### EXTRACTED TEXT:

*** Block opens ***

From 2007 to 2009 we have dropped rates, and deflation has arrived, and so far bond prices have risen. My contention is that they will now fall as rates will go up in order to finance huge deficits. Interesting is that from 1929 to 1931 the Fed dropped rates from 6% to 1.5% very quickly, almost a mirror of our last two years. Then in 1931 the Fed raised rates to 3.5% to stem the outflow of gold, somewhat analogous to having to raise rates to attract foreign buyers of Treasuries today. Bonds fell. But in late 1931 Austria defaulted, then England defaulted, and we had a huge baking crisis worldwide. This prompted the Fed to start dropping rates again, back down to 1.5% in 1932.
One of the most influential diagnoses of the Great Depression was Milton Friedman's Monetary History of the United States, which argued that the Fed failed to flood the market with money. In retrospect, it is much less clear today that he was right. The Fed dropped rates as fast as Bernanke has, but was overwhelmed not by a contraction of money in a narrow sense, but by a huge write-down of debt. For example, by 1933 most nations were defaulting on their foreign debts, most notably Germany, which repudiated the WWI war reparations, and England, which tried to get out of debt owed the US. Hard to see how the Fed could have put enough fingers in the dike to hold back that flood.

*** Block closes ***

### Spatial localization data:
*** Block opens ***

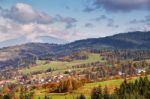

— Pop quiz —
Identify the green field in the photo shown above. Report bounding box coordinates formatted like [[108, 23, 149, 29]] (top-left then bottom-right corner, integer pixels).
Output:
[[35, 75, 150, 99], [20, 53, 104, 74]]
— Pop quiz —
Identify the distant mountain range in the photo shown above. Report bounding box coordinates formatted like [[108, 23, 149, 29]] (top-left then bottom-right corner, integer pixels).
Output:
[[0, 31, 150, 67], [0, 36, 68, 48]]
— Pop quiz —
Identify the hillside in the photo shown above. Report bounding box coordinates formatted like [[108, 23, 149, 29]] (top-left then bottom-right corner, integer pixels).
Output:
[[0, 32, 150, 67]]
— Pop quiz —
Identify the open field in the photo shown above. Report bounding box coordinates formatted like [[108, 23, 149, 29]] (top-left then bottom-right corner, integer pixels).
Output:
[[35, 75, 150, 99], [20, 53, 104, 74]]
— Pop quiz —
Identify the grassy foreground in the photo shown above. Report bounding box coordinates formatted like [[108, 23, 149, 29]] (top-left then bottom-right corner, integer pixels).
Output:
[[35, 75, 150, 99]]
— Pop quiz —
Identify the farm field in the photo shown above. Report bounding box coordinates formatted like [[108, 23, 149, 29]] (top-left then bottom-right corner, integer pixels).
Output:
[[20, 53, 105, 74], [35, 75, 150, 99]]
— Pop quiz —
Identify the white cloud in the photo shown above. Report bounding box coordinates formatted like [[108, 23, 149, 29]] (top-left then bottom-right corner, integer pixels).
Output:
[[0, 3, 77, 42]]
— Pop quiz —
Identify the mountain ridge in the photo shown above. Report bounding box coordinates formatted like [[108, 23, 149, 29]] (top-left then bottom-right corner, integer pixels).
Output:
[[0, 31, 150, 67]]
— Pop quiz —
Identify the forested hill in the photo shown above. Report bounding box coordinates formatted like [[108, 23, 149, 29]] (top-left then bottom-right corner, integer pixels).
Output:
[[69, 31, 150, 48], [0, 32, 150, 67]]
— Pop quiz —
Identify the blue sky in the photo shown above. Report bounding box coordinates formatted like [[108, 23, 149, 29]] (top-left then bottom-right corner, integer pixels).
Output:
[[0, 0, 150, 42]]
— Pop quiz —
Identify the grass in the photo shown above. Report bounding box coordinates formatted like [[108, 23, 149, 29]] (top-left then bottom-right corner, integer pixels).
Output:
[[35, 75, 150, 99], [20, 53, 104, 74]]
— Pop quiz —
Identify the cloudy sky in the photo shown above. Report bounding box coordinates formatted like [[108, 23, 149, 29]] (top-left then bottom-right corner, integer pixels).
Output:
[[0, 0, 150, 42]]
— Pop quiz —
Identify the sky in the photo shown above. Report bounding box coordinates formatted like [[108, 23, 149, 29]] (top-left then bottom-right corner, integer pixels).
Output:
[[0, 0, 150, 42]]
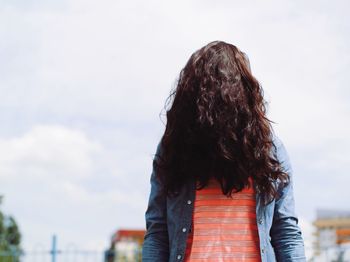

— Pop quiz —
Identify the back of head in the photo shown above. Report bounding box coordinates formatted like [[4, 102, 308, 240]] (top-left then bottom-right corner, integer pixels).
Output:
[[156, 41, 286, 205]]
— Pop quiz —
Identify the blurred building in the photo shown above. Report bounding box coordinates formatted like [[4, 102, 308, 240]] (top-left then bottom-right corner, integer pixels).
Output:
[[313, 210, 350, 256], [105, 229, 145, 262]]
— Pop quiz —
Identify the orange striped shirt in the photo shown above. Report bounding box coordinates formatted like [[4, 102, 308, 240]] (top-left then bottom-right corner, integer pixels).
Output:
[[185, 179, 261, 262]]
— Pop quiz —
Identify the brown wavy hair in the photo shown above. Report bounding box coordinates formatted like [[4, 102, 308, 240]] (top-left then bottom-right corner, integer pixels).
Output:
[[154, 41, 289, 203]]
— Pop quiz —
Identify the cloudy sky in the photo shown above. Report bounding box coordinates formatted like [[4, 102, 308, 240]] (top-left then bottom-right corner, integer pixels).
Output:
[[0, 0, 350, 258]]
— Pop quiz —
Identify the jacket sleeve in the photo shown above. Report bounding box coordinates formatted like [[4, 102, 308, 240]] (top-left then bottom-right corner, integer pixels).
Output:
[[142, 143, 169, 262], [270, 138, 306, 262]]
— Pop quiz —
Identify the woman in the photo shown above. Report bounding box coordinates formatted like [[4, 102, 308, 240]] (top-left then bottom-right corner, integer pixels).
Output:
[[142, 41, 305, 262]]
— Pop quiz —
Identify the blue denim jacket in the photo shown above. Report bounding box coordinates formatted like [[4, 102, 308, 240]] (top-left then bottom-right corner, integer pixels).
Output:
[[142, 133, 306, 262]]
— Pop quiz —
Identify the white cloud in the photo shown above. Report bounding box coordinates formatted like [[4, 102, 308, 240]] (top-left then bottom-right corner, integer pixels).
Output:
[[0, 0, 350, 256]]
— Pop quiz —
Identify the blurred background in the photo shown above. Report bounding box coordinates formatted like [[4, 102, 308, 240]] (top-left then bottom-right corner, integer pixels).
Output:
[[0, 0, 350, 261]]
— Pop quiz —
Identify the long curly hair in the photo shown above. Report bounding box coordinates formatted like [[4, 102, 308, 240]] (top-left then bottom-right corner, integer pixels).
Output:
[[154, 41, 289, 203]]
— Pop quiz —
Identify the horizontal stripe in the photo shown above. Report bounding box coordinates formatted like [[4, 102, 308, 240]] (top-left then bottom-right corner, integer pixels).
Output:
[[185, 179, 261, 262], [193, 211, 256, 219], [190, 223, 258, 230], [187, 238, 258, 248], [194, 199, 256, 207]]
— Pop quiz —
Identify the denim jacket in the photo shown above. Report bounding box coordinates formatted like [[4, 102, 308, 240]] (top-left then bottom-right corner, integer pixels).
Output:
[[142, 133, 306, 262]]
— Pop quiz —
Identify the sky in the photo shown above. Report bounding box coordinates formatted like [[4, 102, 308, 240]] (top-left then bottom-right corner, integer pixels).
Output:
[[0, 0, 350, 254]]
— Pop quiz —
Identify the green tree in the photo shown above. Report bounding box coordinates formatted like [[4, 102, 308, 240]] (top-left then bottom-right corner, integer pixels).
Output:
[[0, 196, 23, 262]]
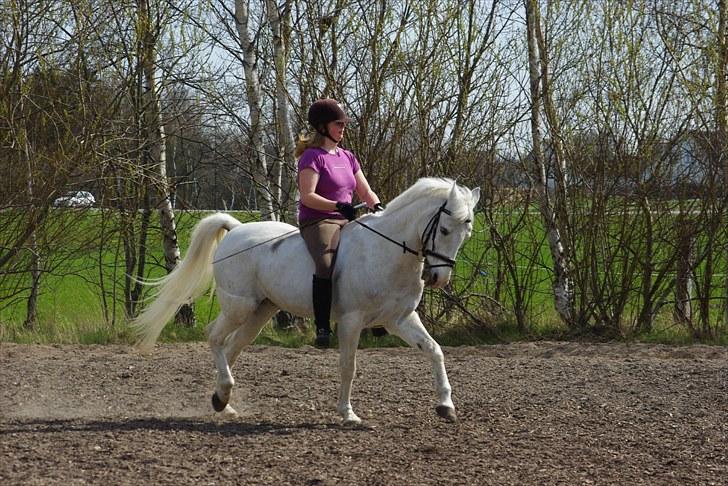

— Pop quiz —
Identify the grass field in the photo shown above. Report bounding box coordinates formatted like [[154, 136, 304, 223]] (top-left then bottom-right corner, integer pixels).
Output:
[[0, 205, 728, 346]]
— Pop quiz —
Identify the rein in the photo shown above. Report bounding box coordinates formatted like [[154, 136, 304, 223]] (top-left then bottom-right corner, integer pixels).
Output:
[[212, 201, 455, 268], [354, 201, 455, 268]]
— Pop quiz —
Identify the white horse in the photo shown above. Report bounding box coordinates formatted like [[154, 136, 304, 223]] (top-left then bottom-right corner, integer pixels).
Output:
[[132, 178, 480, 423]]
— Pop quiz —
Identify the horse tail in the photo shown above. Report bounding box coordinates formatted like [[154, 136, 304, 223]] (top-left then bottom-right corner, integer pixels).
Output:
[[131, 213, 242, 352]]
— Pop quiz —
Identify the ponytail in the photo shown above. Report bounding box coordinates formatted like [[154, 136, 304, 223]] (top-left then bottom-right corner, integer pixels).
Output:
[[294, 132, 324, 159]]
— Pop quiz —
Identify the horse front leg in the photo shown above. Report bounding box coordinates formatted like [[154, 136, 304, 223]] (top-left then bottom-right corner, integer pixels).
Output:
[[336, 319, 361, 424], [387, 312, 457, 422]]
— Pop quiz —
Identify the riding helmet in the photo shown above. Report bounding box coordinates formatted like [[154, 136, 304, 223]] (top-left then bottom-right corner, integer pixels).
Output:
[[308, 98, 351, 128]]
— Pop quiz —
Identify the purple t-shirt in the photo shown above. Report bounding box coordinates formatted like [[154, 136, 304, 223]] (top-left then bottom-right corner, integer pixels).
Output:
[[298, 147, 361, 221]]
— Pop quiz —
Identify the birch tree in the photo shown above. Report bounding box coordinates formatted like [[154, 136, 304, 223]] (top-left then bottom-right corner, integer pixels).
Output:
[[235, 0, 278, 221], [526, 0, 574, 325]]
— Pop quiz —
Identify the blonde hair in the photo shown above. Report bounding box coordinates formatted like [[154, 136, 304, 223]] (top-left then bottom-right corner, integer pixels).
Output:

*** Block closes ***

### TO DO:
1/ Please repeat the passage on Fed interest rates word for word, starting at "From 2007 to" and ending at "1.5% in 1932.".
2/ In the passage on Fed interest rates, why did the Fed raise rates to 3.5% in 1931?
This material was drawn from a separate source.

### ANSWERS FOR THIS EXERCISE:
1/
From 2007 to 2009 we have dropped rates, and deflation has arrived, and so far bond prices have risen. My contention is that they will now fall as rates will go up in order to finance huge deficits. Interesting is that from 1929 to 1931 the Fed dropped rates from 6% to 1.5% very quickly, almost a mirror of our last two years. Then in 1931 the Fed raised rates to 3.5% to stem the outflow of gold, somewhat analogous to having to raise rates to attract foreign buyers of Treasuries today. Bonds fell. But in late 1931 Austria defaulted, then England defaulted, and we had a huge baking crisis worldwide. This prompted the Fed to start dropping rates again, back down to 1.5% in 1932.

2/ To stem the outflow of gold.